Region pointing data
- - - - -

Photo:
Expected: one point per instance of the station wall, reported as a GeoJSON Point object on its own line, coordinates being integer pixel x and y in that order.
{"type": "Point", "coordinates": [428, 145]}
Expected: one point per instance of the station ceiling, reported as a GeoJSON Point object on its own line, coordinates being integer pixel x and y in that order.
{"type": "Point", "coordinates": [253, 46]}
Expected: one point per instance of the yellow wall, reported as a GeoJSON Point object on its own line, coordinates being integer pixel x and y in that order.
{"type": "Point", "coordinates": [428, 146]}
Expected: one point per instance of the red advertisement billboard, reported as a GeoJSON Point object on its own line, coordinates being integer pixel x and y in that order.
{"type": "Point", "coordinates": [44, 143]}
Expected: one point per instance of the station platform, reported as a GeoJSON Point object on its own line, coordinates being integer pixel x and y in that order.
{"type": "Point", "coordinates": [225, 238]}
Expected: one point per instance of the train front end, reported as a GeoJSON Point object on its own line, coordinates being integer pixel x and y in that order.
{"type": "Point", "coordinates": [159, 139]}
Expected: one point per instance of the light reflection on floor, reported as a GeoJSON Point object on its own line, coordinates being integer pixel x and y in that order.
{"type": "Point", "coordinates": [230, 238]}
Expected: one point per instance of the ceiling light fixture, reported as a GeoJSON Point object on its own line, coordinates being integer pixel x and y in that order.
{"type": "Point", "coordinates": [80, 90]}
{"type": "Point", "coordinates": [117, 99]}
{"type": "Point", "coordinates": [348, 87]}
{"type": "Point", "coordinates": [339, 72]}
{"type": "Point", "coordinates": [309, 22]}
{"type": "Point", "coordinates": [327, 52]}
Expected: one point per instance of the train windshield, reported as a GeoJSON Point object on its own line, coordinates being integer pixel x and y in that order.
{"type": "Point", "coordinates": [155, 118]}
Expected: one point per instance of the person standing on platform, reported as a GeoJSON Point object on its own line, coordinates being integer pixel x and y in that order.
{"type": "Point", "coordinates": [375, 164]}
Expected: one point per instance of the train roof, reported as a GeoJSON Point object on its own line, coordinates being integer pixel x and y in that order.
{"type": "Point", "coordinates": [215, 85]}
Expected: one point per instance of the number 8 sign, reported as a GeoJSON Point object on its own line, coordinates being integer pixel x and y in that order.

- - - - -

→ **Task instructions**
Produce the entries again, character for character.

→ **Task result**
Photo:
Expected: one point per instance of the station wall, reported as a GeoJSON Point object on its own line, coordinates being integer pixel x and y in that order.
{"type": "Point", "coordinates": [428, 145]}
Expected: one point per instance of the station ceiling, reported as a GeoJSON Point object on its own line, coordinates being integer pixel x and y in that order.
{"type": "Point", "coordinates": [253, 46]}
Expected: one point per instance of the yellow wall, reported as a GeoJSON Point object on its own line, coordinates being integer pixel x and y in that order.
{"type": "Point", "coordinates": [428, 146]}
Expected: one point per instance of the red advertisement billboard, reported as a GeoJSON Point object on its own line, coordinates being integer pixel x and y in that order.
{"type": "Point", "coordinates": [44, 143]}
Expected: one point per instance of the station platform, reported as a GeoJSON Point object on its own line, coordinates being integer pixel x and y in that order.
{"type": "Point", "coordinates": [225, 238]}
Expected: one point per instance of the train front end, reported as a GeoJSON Point object on its own line, coordinates being integer pixel x and y in that order.
{"type": "Point", "coordinates": [159, 139]}
Expected: one point per instance of the light reflection on floor, reported as a GeoJSON Point object on its own line, coordinates being integer pixel x and y in that order.
{"type": "Point", "coordinates": [230, 238]}
Expected: one point per instance of the ceiling light fixture, reported as a GeoJSON Point object on its own line, coordinates being integer pixel x and y in that order.
{"type": "Point", "coordinates": [80, 90]}
{"type": "Point", "coordinates": [117, 99]}
{"type": "Point", "coordinates": [348, 87]}
{"type": "Point", "coordinates": [339, 72]}
{"type": "Point", "coordinates": [309, 22]}
{"type": "Point", "coordinates": [327, 52]}
Expected: one point per instance of the train windshield, reported as a GeoJSON Point object on its own line, coordinates being integer pixel x and y in that order.
{"type": "Point", "coordinates": [155, 118]}
Expected: one point per instance of the person standing on platform, reported as a GeoJSON Point object on its own line, coordinates being integer pixel x and y in that order.
{"type": "Point", "coordinates": [375, 164]}
Expected: one point per instance of the train roof, reported as a GeoJSON Point object on its own line, coordinates being integer pixel x and y in that order.
{"type": "Point", "coordinates": [215, 85]}
Expected: one point per instance of the number 8 sign, reported as a GeoJSON Point object on its own line, coordinates being integer pixel x and y in that order.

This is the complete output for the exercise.